Figure 1 shows a simple ACEDB schema consisting of four models, three for classes and one for a constructed type.

?Paper     Title   UNIQUE Text Int
           Author ?Author XREF Paper
           Page Int UNIQUE Int
           Reference UNIQUE Journal ?Journal XREF Paper
                            Book #Paper
                            Personal_communication
           Language UNIQUE  French
                            English
           Complete_Text ?LongText
                            
?Journal Paper ?Paper XREF Journal

?Author Address Int #Address
        Paper ?Paper XREF Author
        Director UNIQUE ?Author XREF Colleagues
        Colleagues ?Author XREF Colleagues

#Address  Mail Text
          Phone Int REPEAT
Data are organised into objects and classes. Each object belongs to exactly one class and has an externally visible name which is unique within that class. Each class and constructed type is identified by its externally visible model name, which is unique within the schema.

A model is presented as a tree [Figure 1]. It contains five types of node: tags (e.g. Title, French), which are words that must be enumerated in a separate file, basic data types ( Int, Float, Text), modifiers ( XREF, UNIQUE, REPEAT), class names (e.g. ?Author) and constructed type names (e.g. #Address). The tags must form a rooted subtree of the model and can appear only once in a model (except those following XREF). Note that tags may appear as leaves in the tree. This implements in a natural way Boolean flags, via the presence or absence of a tag, and restricted vocabularies, as following Language in model Paper.

acePaper Title "ACEDB - a database for Genomic Information"
         Author "Thierry-Mieg J."
                "Durbin R."
         Reference Book Title "Genome Mapping and Sequencing"
                        Author "Richard Myers" -C "et al"
         Language French

"Thierry-Mieg J." Address 1989 Mail "Observatoire de Meudon"
                            1992 Mail "CNRS, Montpellier"
                                 Phone  33 67 61 33 24 -C "Direct line"
                                                    21 -C "Secretariat"
                                              52 15 59 -C "Fax"
                    Paper  acePaper


                Example of ACEDB objects\label
An instance of a class, i.e. an object belonging to that class, is also presented as a tree [Figure 2]. It contains tags, data items and pointers to other objects. The object must match the model for its class: tags must appear in corresponding positions, data items must be of the type specified by the model, and pointers must refer to objects of the class specified by the model. Hence, ACEDB is a strongly typed system. However, the -C construction allows to add anywhere in the objects free comments that will be visible to the human users but will not, in any way, affect the behaviour of client programs relying on the database server.

The single most important feature of the ACEDB design is that an object need only match a rooted subtree of its model; any branch in an object can legally be pruned off. This allows one to extend the schema without touching the objects and implies that small partially specified objects cost little memory.

§ **REQUIRED TASKS**:
#1 Recast the paragraph of the ACEDB text beginning "A model is presented as a tree" as a bulleted list that keeps its main facts.
#2 Carry on the ACEDB text, starting after its final sentence.
The records play no part in this work.

§ **DATA**:

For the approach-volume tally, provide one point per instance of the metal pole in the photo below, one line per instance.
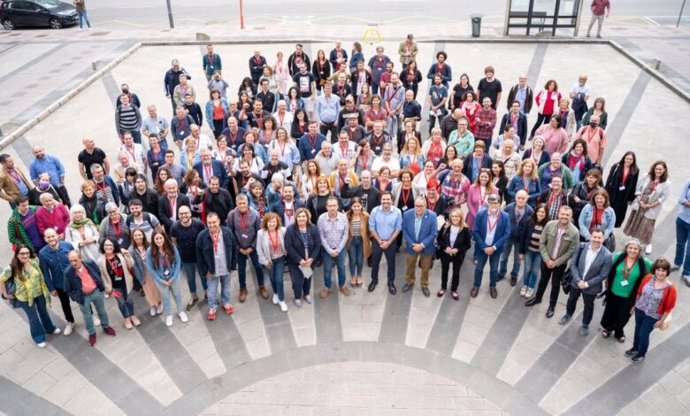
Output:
==
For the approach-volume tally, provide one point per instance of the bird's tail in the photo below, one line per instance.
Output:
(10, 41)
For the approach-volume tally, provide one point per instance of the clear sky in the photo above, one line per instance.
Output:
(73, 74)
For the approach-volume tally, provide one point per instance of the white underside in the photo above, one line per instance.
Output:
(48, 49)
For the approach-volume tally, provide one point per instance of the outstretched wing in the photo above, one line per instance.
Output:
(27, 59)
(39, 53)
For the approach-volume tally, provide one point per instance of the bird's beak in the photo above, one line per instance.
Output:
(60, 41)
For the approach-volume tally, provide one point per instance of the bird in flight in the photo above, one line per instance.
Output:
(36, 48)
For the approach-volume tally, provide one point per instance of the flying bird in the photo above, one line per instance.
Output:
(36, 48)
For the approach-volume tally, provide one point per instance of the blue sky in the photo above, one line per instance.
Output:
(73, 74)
---
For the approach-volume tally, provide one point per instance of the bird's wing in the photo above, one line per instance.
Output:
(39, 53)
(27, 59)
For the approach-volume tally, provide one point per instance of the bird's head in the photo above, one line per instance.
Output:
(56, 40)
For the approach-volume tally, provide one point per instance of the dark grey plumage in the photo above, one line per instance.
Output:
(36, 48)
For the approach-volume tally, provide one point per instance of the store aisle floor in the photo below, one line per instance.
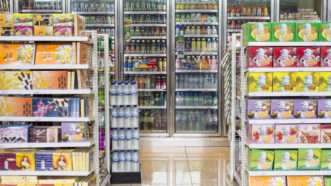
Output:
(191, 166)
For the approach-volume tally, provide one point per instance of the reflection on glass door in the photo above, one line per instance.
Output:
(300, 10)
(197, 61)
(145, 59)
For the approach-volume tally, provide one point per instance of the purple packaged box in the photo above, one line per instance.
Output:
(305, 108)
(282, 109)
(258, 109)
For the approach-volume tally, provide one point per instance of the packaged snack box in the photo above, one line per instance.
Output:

§ **YOUR RESPONSES**:
#1
- A model is presented as a tree.
- It contains five types of node:
  - tags (e.g. Title, French), which are words that must be enumerated in a separate file
  - basic data types (Int, Float, Text)
  - modifiers (XREF, UNIQUE, REPEAT)
  - class names (e.g. ?Author)
  - constructed type names (e.g. #Address)
- Tags must form a rooted subtree of the model.
- A tag can appear only once in a model, except tags following XREF.
- Tags may appear as leaves in the tree. This naturally implements:
  - Boolean flags, through the presence or absence of a tag
  - restricted vocabularies, as following Language in model Paper

#2
UNIQUE can follow any non-leaf node in a model. If present, the matching node in an object will be followed immediately to its right by at most one node chosen from among those allowed by the model at that position. This implements exclusive choice between branches (e.g. after Language or Reference in class paper) and unicity of pointers or data items (e.g. after Title or Journal). By default, a data or class type in the model allows a non repetitive set of nodes of the given type, displayed in a vertical column (e.g after Author in Paper acePaper).

XREF establishes automatic cross-referencing between objects. It must follow a pointer and be followed by a tag name, which tells the system where to create or remove the back pointer. Note however that XREF acts in only one direction and does not propagate; both XREF's should be stated if one wants to guarantee the existence of the double link. This is quite versatile as shown in the last 2 lines of Class Author.

REPEAT must follow a data or pointer node and must end a branch. It allows in the object the existence of an arbitrary tree of nodes of the given type (e.g. phone numbers in object Thierry-Mieg). In the same conditions UNIQUE REPEAT forbids branching and hence just allows an ordered list of nodes with possible repetitions.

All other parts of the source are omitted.